#### Selected text
### Reference
- https://towardsdatascience.com/building-a-collaborative-filtering-recommender-system-with-clickstream-data-dffc86c8c65
- https://pypi.org/project/python-amazon-simple-product-api/
- https://github.com/benfred/implicit
- https://medium.com/@patelneha1495/recommendation-system-in-python-using-als-algorithm-and-apache-spark-27aca08eaab3
- https://towardsdatascience.com/prototyping-a-recommender-system-step-by-step-part-2-alternating-least-square-als-matrix-4a76c58714a1

## Data format
- Format is one-review-per-line in json. See examples below for further help reading the data.

    - reviewerID - ID of the reviewer, e.g. A2SUAM1J3GNN3B
    - asin - ID of the product, e.g. 0000013714
    - reviewerName - name of the reviewer
    - vote - helpful votes of the review
    - style - a disctionary of the product metadata, e.g., "Format" is "Hardcover"
    - reviewText - text of the review
    - overall - rating of the product
    - summary - summary of the review
    - unixReviewTime - time of the review (unix time)
    - reviewTime - time of the review (raw)
    - image - images that users post after they have received the produc

In [None]:
!pwd

In [None]:
!pip install ipython-autotime

In [1]:
#### To measure all running time
# https://github.com/cpcloud/ipython-autotime

%load_ext autotime

In [2]:
import gc

collected = gc.collect()
print ("Garbage collector: collected %d objects." % collected)

Garbage collector: collected 0 objects.
time: 15.8 ms


In [None]:
!pip install implicit

In [3]:
import pandas as pd
import scipy.sparse as sparse
import numpy as np
import random
import implicit
from sklearn.preprocessing import MinMaxScaler
from sklearn import metrics

time: 665 ms


In [4]:
import os
import time
import tqdm
import codecs

# spark imports
from pyspark.sql import SparkSession
from pyspark.sql.functions import UserDefinedFunction, explode, desc
from pyspark.sql.types import StringType, ArrayType
from pyspark.ml.evaluation import RegressionEvaluator

# data science imports
import math

# visualization imports
import seaborn as sns
import matplotlib.pyplot as plt

import json

%matplotlib inline

time: 205 ms


In [5]:
import os
import sys

os.environ['PYSPARK_PYTHON'] = sys.executable
os.environ['PYSPARK_DRIVER_PYTHON'] = sys.executable

time: 845 µs


In [6]:
number_cores = 16
memory_gb = 32

spark = SparkSession \
    .builder \
    .appName("amazon recommendation") \
    .config("spark.driver.memory", '{}g'.format(memory_gb)) \
    .config("spark.master", 'local[{}]'.format(number_cores)) \
    .getOrCreate()
########
#### Supplied data
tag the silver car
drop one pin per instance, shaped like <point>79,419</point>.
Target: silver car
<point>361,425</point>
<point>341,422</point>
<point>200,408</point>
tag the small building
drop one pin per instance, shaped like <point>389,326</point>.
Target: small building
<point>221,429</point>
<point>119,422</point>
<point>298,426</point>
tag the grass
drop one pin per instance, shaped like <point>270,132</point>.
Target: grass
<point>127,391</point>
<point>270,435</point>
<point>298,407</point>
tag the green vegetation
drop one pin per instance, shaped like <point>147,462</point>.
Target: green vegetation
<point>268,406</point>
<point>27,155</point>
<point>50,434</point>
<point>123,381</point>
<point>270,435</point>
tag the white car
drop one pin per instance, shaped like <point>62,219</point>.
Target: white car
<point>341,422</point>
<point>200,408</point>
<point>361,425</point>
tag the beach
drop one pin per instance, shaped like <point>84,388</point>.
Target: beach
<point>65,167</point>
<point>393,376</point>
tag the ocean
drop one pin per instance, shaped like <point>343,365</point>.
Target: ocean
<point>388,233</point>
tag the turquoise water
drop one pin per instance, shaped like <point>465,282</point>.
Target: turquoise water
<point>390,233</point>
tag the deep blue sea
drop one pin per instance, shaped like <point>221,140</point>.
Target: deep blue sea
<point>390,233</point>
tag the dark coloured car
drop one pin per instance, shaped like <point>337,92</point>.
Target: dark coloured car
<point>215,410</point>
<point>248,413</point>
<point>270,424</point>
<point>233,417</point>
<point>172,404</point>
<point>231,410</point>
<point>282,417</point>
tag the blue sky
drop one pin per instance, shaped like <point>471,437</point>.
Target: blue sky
########
Extract verbatim the portion of the recommender notebook between "- reviewText - text" and "the review (raw)", inclusive.

- reviewText - text of the review
    - overall - rating of the product
    - summary - summary of the review
    - unixReviewTime - time of the review (unix time)
    - reviewTime - time of the review (raw)